### QUOTED PASSAGE

Item 1.  Legal Proceedings.

Kensington Project Permit Challenge

        On September 12, 2005 three environmental groups (“Plaintiffs”) filed a lawsuit in Federal District Court in Alaska (the “District Court”) against the U.S. Army Corps of Engineers (“Corps of Engineers”) and the U.S. Forest Service (“USFS”) seeking to invalidate the permit issued to Coeur Alaska, Inc. for the Company’s Kensington mine. The Plaintiffs claim the Clean Water Act (CWA) Section 404 permit issued by the Corps of Engineers authorizing the deposition of mine tailings into Lower Slate Lake conflicts with the CWA and is thus illegal. They additionally claim the USFS’s approval of the Amended Plan of Operations is arbitrary and capricious because it relies on the 404 permit issued by the Corps of Engineers.

        Following District Court’s remand of the Section 404 permit to the Corps of Engineers for further review, the Corps reinstated the Company’s permit on March 29, 2006. The lawsuit challenging the permit was re-opened on April 6, 2006; Coeur filed its answer to the Amended Complaint; and Coeur, the State of Alaska, and Goldbelt, Inc., a local native corporation, were granted Defendant-Intervenor status to join the agencies in their defense of the permit. On August 4, 2006, the District Court dismissed the Plaintiffs’ challenge and upheld the Section 404 permit. Plaintiffs appealed that decision to the Ninth Circuit Court of Appeals (the “Circuit Court”), and on August 24, 2006, the Circuit Court granted a temporary injunction pending appeal enjoining certain activities relating to the Lake Tailings facility.

        On March 7, 2007, the Department of Justice (“DOJ”), on behalf of the Corps of Engineers, filed a motion for authorization under injunction pending appeal to permit construction of a western interception ditch which related to site stabilization due to spring snowmelt. On March 16, 2007, the Circuit Court panel issued an Order which denied the western interception ditch work plan.

######

— PROBLEMS TO SOLVE —
1 – For the Kensington permit challenge text, state whether each statement agrees with it. Answer yes or no and quote the deciding words. (a) The lawsuit was filed in Federal District Court in Alaska. (b) The District Court upheld the Section 404 permit on August 24, 2006. (c) The Circuit Court panel approved the western interception ditch work plan.
2 – Return the part of the Kensington permit challenge text from "On March 7, 2007, the" up to and including "ditch work plan.".
Rely only on the text about the Kensington permit challenge.

### STORED ROWS

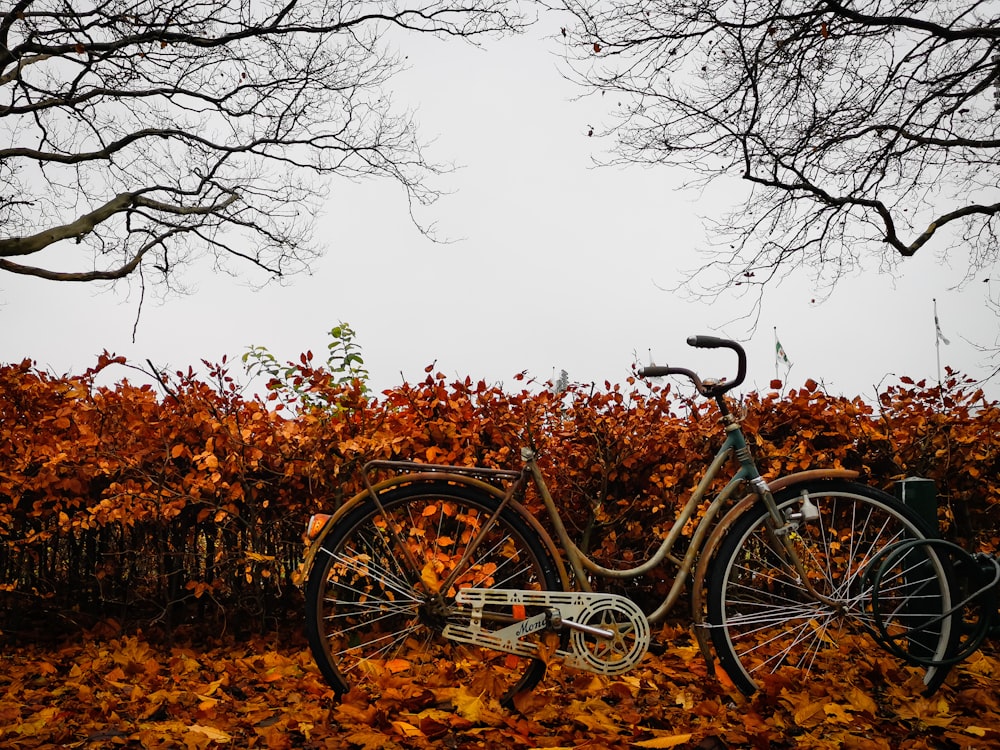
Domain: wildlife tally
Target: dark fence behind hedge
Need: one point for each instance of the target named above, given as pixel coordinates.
(187, 504)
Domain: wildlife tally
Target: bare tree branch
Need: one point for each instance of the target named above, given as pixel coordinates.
(864, 129)
(153, 132)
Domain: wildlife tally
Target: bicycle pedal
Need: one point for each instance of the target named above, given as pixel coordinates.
(657, 648)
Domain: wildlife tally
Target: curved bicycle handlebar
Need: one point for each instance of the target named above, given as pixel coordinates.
(706, 389)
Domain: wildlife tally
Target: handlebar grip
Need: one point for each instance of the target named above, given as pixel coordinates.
(708, 342)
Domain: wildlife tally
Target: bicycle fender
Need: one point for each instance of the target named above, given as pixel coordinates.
(722, 528)
(431, 478)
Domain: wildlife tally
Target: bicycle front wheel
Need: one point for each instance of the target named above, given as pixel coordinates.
(376, 602)
(769, 616)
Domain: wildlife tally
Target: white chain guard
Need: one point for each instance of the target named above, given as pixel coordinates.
(588, 652)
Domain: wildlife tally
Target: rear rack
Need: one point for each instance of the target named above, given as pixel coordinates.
(495, 477)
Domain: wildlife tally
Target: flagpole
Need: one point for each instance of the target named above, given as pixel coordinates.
(776, 353)
(937, 344)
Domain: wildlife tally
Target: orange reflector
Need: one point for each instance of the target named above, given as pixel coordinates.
(316, 524)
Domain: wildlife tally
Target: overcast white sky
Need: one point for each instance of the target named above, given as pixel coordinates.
(555, 264)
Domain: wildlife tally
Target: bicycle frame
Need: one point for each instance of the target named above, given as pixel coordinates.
(708, 533)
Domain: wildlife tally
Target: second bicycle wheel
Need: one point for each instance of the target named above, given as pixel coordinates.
(765, 616)
(377, 600)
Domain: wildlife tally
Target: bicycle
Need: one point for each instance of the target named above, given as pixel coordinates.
(438, 576)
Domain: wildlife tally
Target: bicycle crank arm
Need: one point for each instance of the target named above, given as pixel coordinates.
(609, 633)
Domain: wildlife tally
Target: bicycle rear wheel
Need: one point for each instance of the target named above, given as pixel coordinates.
(374, 622)
(764, 619)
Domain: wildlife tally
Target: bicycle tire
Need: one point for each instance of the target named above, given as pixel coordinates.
(763, 620)
(374, 624)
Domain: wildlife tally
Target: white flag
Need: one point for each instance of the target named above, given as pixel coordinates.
(779, 354)
(937, 327)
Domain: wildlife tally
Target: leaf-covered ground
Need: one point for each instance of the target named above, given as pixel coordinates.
(125, 691)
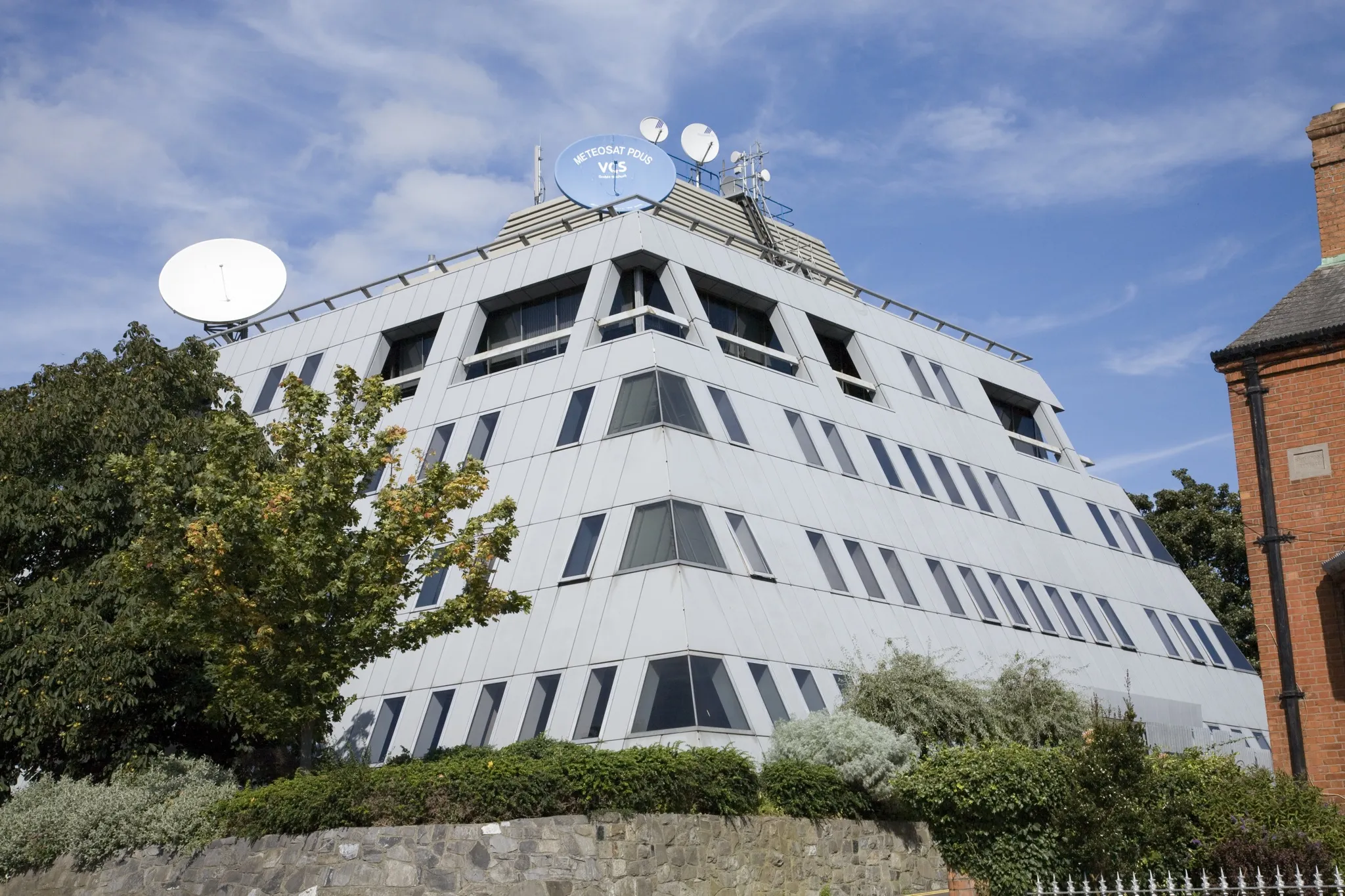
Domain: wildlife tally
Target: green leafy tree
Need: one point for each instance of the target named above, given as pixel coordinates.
(87, 681)
(265, 568)
(1201, 527)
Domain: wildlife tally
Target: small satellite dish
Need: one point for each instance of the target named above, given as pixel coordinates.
(654, 129)
(699, 142)
(222, 281)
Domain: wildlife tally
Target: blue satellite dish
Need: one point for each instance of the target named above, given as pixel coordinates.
(598, 169)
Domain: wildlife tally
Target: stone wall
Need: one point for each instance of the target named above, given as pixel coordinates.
(564, 856)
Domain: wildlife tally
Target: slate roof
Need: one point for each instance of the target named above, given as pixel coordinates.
(1313, 310)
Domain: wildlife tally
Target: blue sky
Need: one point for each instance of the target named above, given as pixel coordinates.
(1114, 188)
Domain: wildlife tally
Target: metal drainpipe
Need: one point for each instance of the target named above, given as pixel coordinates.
(1270, 542)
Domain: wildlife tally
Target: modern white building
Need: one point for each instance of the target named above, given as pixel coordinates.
(735, 469)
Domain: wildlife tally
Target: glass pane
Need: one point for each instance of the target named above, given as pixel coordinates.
(829, 565)
(595, 703)
(730, 418)
(585, 540)
(694, 542)
(801, 433)
(575, 416)
(678, 406)
(636, 403)
(651, 536)
(666, 698)
(716, 703)
(861, 565)
(770, 694)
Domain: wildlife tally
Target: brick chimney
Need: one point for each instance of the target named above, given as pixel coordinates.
(1328, 135)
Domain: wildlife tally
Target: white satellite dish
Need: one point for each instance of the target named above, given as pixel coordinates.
(699, 142)
(222, 281)
(654, 129)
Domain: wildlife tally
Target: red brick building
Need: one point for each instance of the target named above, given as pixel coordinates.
(1286, 391)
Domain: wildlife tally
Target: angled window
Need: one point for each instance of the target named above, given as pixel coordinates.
(861, 566)
(594, 708)
(432, 727)
(581, 551)
(1055, 511)
(950, 597)
(575, 416)
(880, 452)
(437, 446)
(653, 398)
(770, 694)
(384, 729)
(1102, 524)
(670, 531)
(838, 449)
(688, 691)
(917, 375)
(728, 417)
(944, 385)
(748, 544)
(1126, 641)
(916, 471)
(974, 486)
(1006, 598)
(1038, 610)
(829, 565)
(540, 707)
(483, 435)
(487, 710)
(525, 324)
(801, 433)
(946, 477)
(1066, 617)
(1125, 531)
(1011, 511)
(1090, 618)
(899, 576)
(808, 688)
(268, 389)
(978, 595)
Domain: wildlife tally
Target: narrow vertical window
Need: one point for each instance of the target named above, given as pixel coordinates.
(384, 729)
(946, 385)
(728, 416)
(950, 597)
(540, 707)
(594, 708)
(268, 389)
(917, 375)
(432, 727)
(1055, 511)
(575, 417)
(801, 433)
(808, 688)
(899, 576)
(487, 710)
(1011, 511)
(581, 551)
(946, 477)
(861, 566)
(770, 694)
(483, 435)
(916, 471)
(748, 544)
(880, 452)
(829, 565)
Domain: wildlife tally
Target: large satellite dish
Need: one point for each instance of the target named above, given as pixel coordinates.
(699, 142)
(222, 281)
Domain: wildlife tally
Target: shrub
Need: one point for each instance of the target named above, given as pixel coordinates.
(169, 802)
(865, 754)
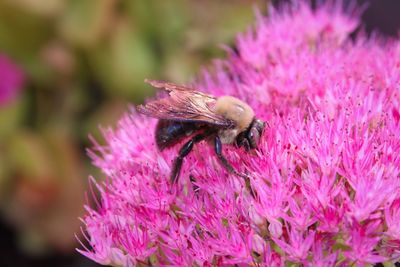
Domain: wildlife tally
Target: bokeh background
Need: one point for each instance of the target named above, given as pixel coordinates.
(68, 66)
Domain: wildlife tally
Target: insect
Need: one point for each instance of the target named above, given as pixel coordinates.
(188, 113)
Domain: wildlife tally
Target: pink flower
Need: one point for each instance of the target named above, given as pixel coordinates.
(327, 171)
(11, 79)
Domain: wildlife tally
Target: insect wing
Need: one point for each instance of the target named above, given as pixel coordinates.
(184, 104)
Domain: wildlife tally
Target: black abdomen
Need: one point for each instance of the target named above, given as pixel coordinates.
(168, 133)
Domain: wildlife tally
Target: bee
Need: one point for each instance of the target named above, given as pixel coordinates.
(188, 113)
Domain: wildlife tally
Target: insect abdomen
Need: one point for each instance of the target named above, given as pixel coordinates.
(168, 133)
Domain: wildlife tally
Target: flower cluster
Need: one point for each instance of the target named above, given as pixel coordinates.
(11, 79)
(327, 171)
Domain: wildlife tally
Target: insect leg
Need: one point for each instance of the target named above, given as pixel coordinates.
(183, 152)
(222, 159)
(228, 166)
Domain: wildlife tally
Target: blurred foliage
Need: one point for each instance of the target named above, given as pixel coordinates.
(85, 62)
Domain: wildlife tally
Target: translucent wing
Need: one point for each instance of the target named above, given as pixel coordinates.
(184, 104)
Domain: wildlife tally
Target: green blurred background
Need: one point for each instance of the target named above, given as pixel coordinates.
(84, 62)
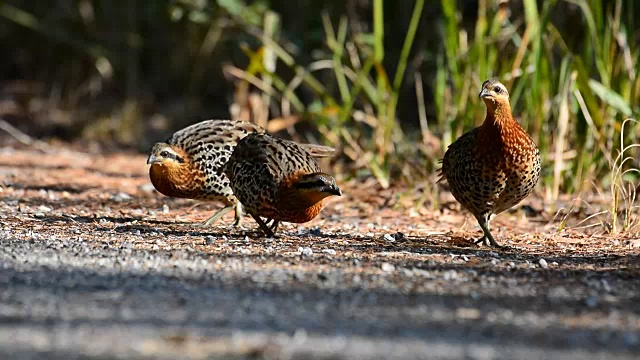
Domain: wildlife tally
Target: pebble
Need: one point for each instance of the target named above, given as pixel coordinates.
(450, 275)
(387, 267)
(543, 263)
(388, 238)
(121, 196)
(44, 209)
(305, 251)
(148, 188)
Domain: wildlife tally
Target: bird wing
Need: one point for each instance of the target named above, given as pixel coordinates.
(212, 134)
(453, 160)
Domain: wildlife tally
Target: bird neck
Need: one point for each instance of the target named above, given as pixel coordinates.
(299, 205)
(498, 115)
(174, 180)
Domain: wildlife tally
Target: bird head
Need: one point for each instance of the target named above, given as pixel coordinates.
(317, 186)
(163, 154)
(494, 92)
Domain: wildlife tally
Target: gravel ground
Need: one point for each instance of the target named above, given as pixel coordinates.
(95, 264)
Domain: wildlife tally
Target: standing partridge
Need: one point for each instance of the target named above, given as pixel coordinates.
(188, 165)
(494, 166)
(278, 180)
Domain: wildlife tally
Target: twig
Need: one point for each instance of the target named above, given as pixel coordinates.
(22, 137)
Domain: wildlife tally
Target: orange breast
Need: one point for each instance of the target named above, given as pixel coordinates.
(176, 183)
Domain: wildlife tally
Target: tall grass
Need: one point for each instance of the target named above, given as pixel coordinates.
(366, 79)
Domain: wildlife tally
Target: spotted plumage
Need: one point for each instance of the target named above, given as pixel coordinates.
(279, 180)
(189, 163)
(494, 166)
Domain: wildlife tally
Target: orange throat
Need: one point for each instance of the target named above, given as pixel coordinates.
(299, 207)
(175, 181)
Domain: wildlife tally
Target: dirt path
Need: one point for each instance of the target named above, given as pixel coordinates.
(94, 263)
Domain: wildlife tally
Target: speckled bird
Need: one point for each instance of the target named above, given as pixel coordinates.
(279, 180)
(188, 165)
(494, 166)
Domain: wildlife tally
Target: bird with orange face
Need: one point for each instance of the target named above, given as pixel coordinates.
(279, 180)
(494, 166)
(188, 165)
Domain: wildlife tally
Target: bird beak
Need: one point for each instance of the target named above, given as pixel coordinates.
(334, 190)
(152, 159)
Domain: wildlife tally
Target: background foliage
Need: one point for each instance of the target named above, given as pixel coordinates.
(390, 83)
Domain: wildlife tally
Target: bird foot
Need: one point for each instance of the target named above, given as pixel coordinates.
(488, 242)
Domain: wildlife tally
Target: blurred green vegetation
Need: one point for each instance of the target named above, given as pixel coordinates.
(389, 83)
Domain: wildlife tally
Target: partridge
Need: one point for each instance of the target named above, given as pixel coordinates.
(494, 166)
(188, 165)
(279, 180)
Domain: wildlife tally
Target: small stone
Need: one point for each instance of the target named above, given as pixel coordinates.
(121, 197)
(543, 263)
(592, 301)
(388, 238)
(305, 251)
(450, 275)
(44, 209)
(387, 267)
(148, 188)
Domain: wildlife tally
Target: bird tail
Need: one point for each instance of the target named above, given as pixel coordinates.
(318, 151)
(442, 178)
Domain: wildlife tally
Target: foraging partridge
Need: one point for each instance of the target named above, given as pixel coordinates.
(279, 180)
(188, 165)
(494, 166)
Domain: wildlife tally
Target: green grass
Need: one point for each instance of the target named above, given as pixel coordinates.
(571, 67)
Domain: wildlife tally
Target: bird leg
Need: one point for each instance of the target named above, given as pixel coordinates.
(217, 216)
(274, 225)
(239, 213)
(265, 229)
(486, 238)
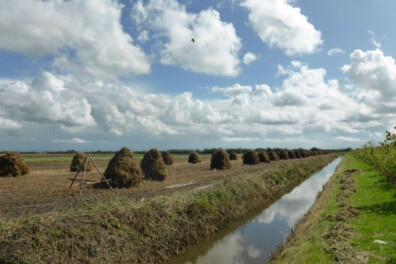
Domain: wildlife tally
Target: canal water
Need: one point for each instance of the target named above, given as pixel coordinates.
(253, 241)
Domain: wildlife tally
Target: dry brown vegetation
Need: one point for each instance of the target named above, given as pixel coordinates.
(123, 170)
(12, 165)
(220, 160)
(78, 163)
(153, 166)
(46, 188)
(167, 157)
(194, 158)
(125, 230)
(251, 158)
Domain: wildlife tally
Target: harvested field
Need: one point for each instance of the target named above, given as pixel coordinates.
(46, 188)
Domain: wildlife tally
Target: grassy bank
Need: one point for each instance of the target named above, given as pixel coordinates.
(149, 230)
(352, 221)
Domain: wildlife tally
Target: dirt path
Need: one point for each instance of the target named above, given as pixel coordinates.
(46, 188)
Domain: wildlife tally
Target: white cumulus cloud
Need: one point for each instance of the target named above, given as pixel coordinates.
(215, 47)
(249, 58)
(45, 100)
(84, 36)
(373, 73)
(281, 25)
(335, 51)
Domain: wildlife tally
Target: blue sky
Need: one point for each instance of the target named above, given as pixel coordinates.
(101, 74)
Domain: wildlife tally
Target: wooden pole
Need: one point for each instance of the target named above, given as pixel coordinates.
(85, 168)
(74, 178)
(100, 172)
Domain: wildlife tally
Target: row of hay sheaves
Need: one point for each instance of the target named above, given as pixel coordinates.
(124, 171)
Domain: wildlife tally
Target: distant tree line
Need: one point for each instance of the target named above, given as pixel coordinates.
(187, 151)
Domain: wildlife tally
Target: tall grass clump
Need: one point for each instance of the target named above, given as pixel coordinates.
(78, 163)
(382, 156)
(220, 160)
(167, 157)
(153, 166)
(194, 158)
(123, 170)
(12, 165)
(251, 158)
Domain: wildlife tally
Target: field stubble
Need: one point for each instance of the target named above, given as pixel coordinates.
(46, 188)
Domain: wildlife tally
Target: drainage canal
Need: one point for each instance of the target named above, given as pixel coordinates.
(253, 240)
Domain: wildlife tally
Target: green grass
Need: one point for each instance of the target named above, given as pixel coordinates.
(149, 230)
(376, 199)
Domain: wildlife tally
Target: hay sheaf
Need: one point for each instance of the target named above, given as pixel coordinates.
(153, 166)
(167, 158)
(283, 155)
(273, 156)
(263, 157)
(251, 158)
(194, 158)
(297, 154)
(220, 160)
(233, 155)
(78, 163)
(12, 165)
(123, 170)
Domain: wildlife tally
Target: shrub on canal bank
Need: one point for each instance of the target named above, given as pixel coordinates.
(194, 158)
(250, 158)
(220, 160)
(12, 165)
(149, 230)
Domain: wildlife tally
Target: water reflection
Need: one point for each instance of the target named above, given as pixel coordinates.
(253, 241)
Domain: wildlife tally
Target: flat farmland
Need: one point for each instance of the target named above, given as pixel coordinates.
(46, 188)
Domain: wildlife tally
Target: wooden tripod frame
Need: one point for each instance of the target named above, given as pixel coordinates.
(88, 156)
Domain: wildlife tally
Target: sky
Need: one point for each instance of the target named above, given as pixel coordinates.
(100, 74)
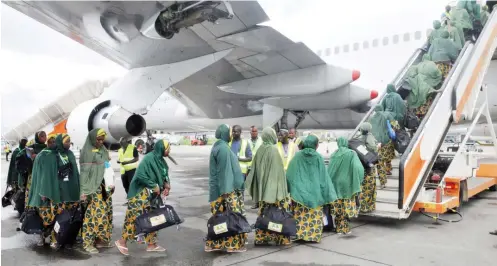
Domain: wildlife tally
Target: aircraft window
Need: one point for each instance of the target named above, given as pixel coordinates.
(375, 43)
(356, 46)
(417, 35)
(385, 41)
(395, 39)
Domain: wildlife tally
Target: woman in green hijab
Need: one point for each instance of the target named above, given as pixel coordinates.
(42, 188)
(310, 188)
(386, 152)
(226, 184)
(24, 180)
(267, 185)
(151, 177)
(367, 197)
(96, 231)
(346, 173)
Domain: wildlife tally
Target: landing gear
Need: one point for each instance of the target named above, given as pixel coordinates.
(283, 124)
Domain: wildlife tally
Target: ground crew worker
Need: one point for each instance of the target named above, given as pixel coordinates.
(241, 148)
(286, 148)
(128, 158)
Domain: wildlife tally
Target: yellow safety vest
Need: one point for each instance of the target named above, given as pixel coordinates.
(241, 153)
(291, 152)
(126, 157)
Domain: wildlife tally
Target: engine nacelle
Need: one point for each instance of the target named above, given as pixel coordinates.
(96, 113)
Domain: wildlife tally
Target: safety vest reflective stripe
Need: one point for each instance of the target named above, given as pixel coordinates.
(241, 153)
(126, 157)
(291, 152)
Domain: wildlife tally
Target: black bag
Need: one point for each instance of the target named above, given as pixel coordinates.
(7, 198)
(411, 121)
(278, 221)
(31, 223)
(67, 226)
(328, 220)
(19, 200)
(368, 158)
(402, 141)
(157, 218)
(226, 224)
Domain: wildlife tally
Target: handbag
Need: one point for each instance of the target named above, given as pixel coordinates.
(227, 224)
(157, 218)
(278, 221)
(31, 223)
(67, 226)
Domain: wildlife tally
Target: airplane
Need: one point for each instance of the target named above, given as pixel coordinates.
(204, 63)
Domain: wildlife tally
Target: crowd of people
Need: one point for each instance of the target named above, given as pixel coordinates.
(278, 170)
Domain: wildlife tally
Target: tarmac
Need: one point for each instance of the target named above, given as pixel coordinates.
(416, 241)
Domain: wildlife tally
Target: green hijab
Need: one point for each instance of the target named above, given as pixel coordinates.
(152, 171)
(69, 189)
(13, 174)
(225, 175)
(44, 179)
(345, 170)
(308, 182)
(91, 161)
(266, 180)
(393, 103)
(379, 122)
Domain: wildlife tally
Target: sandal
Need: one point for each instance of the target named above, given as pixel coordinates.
(91, 250)
(156, 249)
(236, 250)
(104, 245)
(122, 249)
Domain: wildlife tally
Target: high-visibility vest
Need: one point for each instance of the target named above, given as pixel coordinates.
(241, 153)
(290, 154)
(126, 157)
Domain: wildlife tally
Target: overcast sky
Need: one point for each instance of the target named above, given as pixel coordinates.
(38, 62)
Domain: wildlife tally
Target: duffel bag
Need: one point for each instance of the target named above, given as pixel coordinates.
(31, 223)
(368, 158)
(226, 224)
(402, 141)
(278, 221)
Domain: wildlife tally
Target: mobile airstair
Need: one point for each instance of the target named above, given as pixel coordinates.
(56, 112)
(469, 173)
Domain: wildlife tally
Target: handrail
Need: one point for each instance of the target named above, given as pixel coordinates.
(398, 79)
(418, 133)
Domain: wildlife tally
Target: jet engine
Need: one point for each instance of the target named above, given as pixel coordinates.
(97, 113)
(186, 14)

######

— THE SOLUTIONS —
1 –
(a) Yes: "filed a lawsuit in Federal District Court in Alaska"
(b) No: "On August 4, 2006, the District Court dismissed the Plaintiffs’ challenge and upheld the Section 404 permit."
(c) No: "the Circuit Court panel issued an Order which denied the western interception ditch work plan"

2 –
On March 7, 2007, the Department of Justice (“DOJ”), on behalf of the Corps of Engineers, filed a motion for authorization under injunction pending appeal to permit construction of a western interception ditch which related to site stabilization due to spring snowmelt. On March 16, 2007, the Circuit Court panel issued an Order which denied the western interception ditch work plan.